___ GIVEN TEXT
Available at Amazon.com

Kindle Version

Hard copy available via Amazon's Create Space

Monday, July 16, 2012

What is useful and necessary...



For what is useful and necessary to salvation, such as the knowledge of the Father, and Son, and Holy Spirit, and also of our own soul, are wholly requisite; and it is at once beneficial and necessary to attain to the scientific account of them. And to those who have assumed the lead in doing good, much experience is advantageous; so that none of the things which appear to be known necessarily and eruditely by others may escape their notice. The exposition, too, of heterodox teaching affords another exercise of the inquiring soul, and keeps the disciple froth being seduced from the truth, by his having already had practice beforehand in sounding all round on warlike instruments of music.

- Selections from the Prophetic Scriptures of Theodotus

Thursday, March 1, 2012

I thought that Gnostics didn't believe in dogma?

From the Alexandrian Gnostic Church FAQ:




Q: I thought that Gnostics didn't believe in dogma?

A: That depends on how you define "Gnosis," "Gnosticism," and "dogma." 

While our conception of the Divine Ground of Being is apophatic, meaning that ultimate reality cannot be described in words, it is also true that "truth did not come into the world naked, but it came in types and images. The world will not receive truth in any other way." (Gospel of Philip).  Dogmas are a vehicle for Truth to be revealedIt is when they are seen as ends to themselves, that dogmatism becomes a barrier to experience of the realities behind dogma.  Unfortunately, an often justified response to oppressive spiritual organizations has led many to "throw out the baby with the bath water," robbing individuals of the benefits of the rich and efficacious practices and a meaningful context for spiritual experience.

"Dogma" comes from Latin and means “philosophical tenet”, from the  Greek word δόγμα, meaning “opinion or tenet.”  In an ecclesiastical context, dogma includes the teachings and practices that shape a community's experience and practice.   Teachings about methods of meditation and prayer, the texts and rubrics of liturgical worship, the common language and images invoked - all of these make up the dogmas of a spiritual assembly.
______
[TASKS TO COMPLETE]
1) Answer these questions from the given text:
(a) What date does the post quoting Theodotus carry?
(b) Which gospel does the FAQ answer quote?
(c) From which Greek word does "dogma" come, and what does that word mean?
2) List everything the given text says makes up the dogmas of a spiritual assembly.
___ SUPPLIED ENTRIES
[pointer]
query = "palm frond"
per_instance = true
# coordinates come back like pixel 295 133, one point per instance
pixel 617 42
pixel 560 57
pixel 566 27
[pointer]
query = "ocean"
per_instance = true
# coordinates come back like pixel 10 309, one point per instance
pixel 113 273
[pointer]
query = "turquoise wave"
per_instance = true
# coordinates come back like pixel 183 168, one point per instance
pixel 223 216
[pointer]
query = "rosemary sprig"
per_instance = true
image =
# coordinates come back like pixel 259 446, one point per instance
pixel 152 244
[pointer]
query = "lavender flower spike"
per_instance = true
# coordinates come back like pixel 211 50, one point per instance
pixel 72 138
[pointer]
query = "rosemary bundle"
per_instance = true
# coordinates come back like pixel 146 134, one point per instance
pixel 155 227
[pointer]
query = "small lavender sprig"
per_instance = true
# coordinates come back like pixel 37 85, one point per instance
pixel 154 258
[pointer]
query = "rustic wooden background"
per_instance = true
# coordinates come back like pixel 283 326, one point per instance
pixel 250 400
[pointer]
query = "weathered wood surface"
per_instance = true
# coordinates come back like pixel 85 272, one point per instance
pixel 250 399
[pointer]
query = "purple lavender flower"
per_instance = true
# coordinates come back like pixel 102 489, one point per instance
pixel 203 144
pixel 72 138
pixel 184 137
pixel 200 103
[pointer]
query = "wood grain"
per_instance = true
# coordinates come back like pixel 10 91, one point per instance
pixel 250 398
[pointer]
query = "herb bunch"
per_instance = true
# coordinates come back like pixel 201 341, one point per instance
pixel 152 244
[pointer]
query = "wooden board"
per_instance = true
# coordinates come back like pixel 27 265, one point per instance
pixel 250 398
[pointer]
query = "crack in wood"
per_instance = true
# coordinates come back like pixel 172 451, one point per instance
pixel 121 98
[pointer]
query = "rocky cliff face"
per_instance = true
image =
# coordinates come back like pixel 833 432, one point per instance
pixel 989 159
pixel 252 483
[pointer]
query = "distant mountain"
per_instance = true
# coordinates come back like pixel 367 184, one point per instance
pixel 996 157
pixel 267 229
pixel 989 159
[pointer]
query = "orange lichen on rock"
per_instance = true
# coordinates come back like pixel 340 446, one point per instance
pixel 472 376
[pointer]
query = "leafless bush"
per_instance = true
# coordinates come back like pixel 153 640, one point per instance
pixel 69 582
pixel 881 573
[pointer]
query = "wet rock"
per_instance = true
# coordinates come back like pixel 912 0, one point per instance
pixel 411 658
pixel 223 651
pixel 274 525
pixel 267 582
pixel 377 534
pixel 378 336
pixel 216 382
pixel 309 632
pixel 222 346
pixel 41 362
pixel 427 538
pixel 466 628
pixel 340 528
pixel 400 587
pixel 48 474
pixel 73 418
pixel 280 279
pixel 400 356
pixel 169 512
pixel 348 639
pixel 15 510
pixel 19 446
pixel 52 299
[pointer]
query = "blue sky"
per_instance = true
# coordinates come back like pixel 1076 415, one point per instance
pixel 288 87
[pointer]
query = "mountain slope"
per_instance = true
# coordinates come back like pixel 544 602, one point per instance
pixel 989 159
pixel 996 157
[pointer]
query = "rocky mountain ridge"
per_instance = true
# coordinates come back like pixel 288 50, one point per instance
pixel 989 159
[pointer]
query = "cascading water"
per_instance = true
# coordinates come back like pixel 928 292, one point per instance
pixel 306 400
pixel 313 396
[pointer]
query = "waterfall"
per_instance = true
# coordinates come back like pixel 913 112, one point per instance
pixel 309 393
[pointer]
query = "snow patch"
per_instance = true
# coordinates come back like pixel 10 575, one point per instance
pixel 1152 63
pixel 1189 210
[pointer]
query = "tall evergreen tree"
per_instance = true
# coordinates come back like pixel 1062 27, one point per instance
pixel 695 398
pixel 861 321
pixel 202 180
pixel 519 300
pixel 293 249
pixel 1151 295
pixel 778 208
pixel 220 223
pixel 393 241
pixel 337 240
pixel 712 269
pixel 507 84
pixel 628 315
______
[SOLUTIONS]
1)
(a) Monday, July 16, 2012
(b) The Gospel of Philip
(c) δόγμα, meaning "opinion or tenet"

2)
- Teachings about methods of meditation and prayer
- The texts and rubrics of liturgical worship
- The common language and images invoked